## start

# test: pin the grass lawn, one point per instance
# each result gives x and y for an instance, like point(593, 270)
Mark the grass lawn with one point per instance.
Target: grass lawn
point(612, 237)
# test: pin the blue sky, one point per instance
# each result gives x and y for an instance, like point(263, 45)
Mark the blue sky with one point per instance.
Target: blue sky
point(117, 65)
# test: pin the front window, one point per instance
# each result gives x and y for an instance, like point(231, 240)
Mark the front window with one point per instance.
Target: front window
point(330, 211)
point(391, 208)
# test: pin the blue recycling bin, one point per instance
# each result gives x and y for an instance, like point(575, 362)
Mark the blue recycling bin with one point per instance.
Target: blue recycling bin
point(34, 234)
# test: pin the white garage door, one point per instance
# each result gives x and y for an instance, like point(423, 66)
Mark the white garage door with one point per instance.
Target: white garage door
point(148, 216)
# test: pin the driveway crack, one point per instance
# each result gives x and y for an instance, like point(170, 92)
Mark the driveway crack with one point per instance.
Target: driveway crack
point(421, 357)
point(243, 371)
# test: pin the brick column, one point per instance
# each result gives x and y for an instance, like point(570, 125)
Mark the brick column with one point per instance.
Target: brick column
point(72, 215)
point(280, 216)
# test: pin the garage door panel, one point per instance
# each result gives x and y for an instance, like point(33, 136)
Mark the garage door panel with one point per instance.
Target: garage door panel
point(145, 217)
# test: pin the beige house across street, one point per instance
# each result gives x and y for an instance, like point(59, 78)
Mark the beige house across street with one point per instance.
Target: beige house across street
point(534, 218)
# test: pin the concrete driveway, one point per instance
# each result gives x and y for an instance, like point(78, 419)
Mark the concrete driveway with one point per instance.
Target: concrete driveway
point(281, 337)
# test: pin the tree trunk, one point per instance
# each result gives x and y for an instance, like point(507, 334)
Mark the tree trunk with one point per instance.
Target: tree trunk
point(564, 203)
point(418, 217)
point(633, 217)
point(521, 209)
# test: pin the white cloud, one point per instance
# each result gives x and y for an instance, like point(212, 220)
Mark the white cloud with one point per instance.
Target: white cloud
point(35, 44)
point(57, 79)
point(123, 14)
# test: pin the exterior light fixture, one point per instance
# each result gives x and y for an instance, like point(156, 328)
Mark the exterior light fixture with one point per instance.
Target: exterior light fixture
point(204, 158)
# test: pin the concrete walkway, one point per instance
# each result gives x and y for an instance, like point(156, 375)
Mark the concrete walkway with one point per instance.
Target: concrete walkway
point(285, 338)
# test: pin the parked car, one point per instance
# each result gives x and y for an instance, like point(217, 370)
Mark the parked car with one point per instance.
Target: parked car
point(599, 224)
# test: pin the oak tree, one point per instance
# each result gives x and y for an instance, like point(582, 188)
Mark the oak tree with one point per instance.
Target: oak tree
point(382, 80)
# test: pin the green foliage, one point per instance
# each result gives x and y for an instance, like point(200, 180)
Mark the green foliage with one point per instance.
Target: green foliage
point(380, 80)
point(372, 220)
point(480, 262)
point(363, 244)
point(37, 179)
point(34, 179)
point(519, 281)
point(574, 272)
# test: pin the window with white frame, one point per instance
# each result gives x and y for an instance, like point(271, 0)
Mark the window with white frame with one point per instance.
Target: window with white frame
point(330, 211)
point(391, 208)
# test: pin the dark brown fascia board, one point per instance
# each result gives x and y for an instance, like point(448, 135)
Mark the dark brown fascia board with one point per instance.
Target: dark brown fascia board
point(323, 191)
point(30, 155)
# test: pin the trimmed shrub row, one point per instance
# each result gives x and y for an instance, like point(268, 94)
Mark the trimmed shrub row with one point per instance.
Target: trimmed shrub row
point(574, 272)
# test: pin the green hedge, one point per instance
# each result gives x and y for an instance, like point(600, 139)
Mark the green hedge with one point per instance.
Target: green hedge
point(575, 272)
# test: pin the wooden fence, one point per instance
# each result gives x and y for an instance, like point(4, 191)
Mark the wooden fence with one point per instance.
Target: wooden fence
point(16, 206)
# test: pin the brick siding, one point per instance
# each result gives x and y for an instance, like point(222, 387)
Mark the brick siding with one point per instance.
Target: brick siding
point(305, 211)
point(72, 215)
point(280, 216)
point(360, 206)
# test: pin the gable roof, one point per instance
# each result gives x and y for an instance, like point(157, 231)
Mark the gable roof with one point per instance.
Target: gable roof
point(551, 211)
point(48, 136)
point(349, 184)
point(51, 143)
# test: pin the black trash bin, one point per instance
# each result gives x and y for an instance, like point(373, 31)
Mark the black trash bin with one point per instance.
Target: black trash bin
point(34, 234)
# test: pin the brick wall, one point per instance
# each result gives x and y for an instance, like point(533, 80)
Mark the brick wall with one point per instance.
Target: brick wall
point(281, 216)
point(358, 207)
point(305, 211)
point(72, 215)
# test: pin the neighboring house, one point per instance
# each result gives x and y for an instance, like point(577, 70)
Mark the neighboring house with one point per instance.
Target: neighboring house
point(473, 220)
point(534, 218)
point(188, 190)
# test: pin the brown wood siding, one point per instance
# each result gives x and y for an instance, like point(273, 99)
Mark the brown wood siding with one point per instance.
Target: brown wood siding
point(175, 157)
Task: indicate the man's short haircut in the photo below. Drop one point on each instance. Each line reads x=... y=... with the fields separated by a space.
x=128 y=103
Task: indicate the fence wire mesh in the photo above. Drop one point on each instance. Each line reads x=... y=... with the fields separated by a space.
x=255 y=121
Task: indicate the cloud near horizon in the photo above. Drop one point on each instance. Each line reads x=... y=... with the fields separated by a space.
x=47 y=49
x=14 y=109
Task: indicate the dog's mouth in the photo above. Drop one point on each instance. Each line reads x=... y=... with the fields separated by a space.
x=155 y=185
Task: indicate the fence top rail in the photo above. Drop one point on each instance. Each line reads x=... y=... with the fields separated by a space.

## end

*Aim*. Reproduce the material above from its very first line through the line containing "point(612, 237)", including both of those lines. Copy every line without changes.

*Response to the task*.
# test: pin the grass lawn, one point per instance
# each result gives x and y for an instance, like point(593, 270)
Mark the grass lawn with one point per instance.
Target: grass lawn
point(612, 237)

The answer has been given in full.